Dataset excerpts ::
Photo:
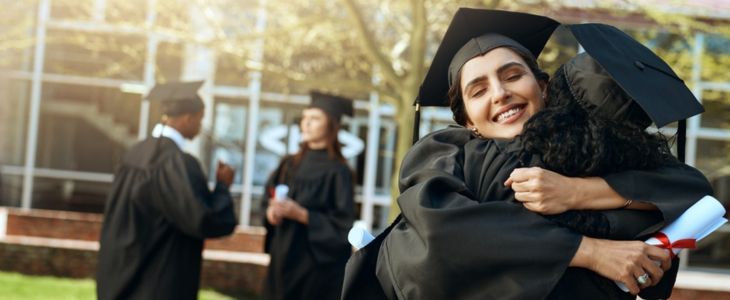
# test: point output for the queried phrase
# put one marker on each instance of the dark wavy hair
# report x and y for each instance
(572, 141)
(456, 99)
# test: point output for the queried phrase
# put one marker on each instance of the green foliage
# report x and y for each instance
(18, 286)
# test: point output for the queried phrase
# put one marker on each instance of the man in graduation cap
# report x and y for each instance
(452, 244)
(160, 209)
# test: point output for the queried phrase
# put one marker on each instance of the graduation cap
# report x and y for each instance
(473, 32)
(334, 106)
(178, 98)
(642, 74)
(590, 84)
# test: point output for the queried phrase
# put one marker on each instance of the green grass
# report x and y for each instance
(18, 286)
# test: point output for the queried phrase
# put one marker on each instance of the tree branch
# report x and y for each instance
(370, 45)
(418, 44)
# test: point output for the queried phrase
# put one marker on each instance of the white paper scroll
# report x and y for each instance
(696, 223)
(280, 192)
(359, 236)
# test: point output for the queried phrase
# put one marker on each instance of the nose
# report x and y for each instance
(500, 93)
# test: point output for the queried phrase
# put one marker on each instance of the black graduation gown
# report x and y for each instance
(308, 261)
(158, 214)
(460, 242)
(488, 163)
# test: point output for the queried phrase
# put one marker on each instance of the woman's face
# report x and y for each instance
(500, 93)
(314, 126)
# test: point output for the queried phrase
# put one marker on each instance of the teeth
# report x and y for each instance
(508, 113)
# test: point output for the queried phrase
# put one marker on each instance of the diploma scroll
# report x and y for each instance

What the task asks ::
Every record is to be reproduced exactly, with no pictures included.

Task output ::
Photo:
# test: point output for the queried phrase
# put one marker on each instance of the dark wavy hair
# report x and y for each instance
(572, 141)
(456, 99)
# test: point output for the queried phrase
# put one marker on each instance of the green foliage
# report x and y for each instance
(18, 286)
# test: point output for the queried phrase
# put one marker on each instance of the man in graduation cap
# report x and y for each instance
(452, 244)
(160, 209)
# test: point output for the queried phrase
# put one marker on each instance of the graduation cap
# report x and y for each instance
(473, 32)
(334, 106)
(178, 98)
(642, 74)
(590, 84)
# test: point output for the queried phrase
# put one marker on each instance of the green grass
# report x and y for each instance
(18, 286)
# test: point output for the queried phrase
# put one marker on each instance of the tree branch
# report x and y for each instance
(370, 45)
(418, 44)
# test: point output for the queried phrase
# put one marker on each instance of the white paper scroll
# report x and y for each instance
(696, 223)
(280, 192)
(359, 236)
# test: point output for the queried phrase
# put one marker on each instance of the nose
# report x and y for each instance
(500, 93)
# test: point output for the queried phrase
# put one marker on each instance of the black graduation gown
# report x and y for each instance
(308, 261)
(158, 214)
(460, 242)
(488, 163)
# test: point output for the queried phrase
# put one marker on each instance of the woman's face
# report x and y for each instance
(500, 93)
(314, 126)
# test: point output for the queried phrase
# put one marker on each instance of the teeth
# report x and y for each instance
(508, 113)
# test: point output for the queried phrase
# put one marker on each instance of the diploma scroll
# report x and y for each instance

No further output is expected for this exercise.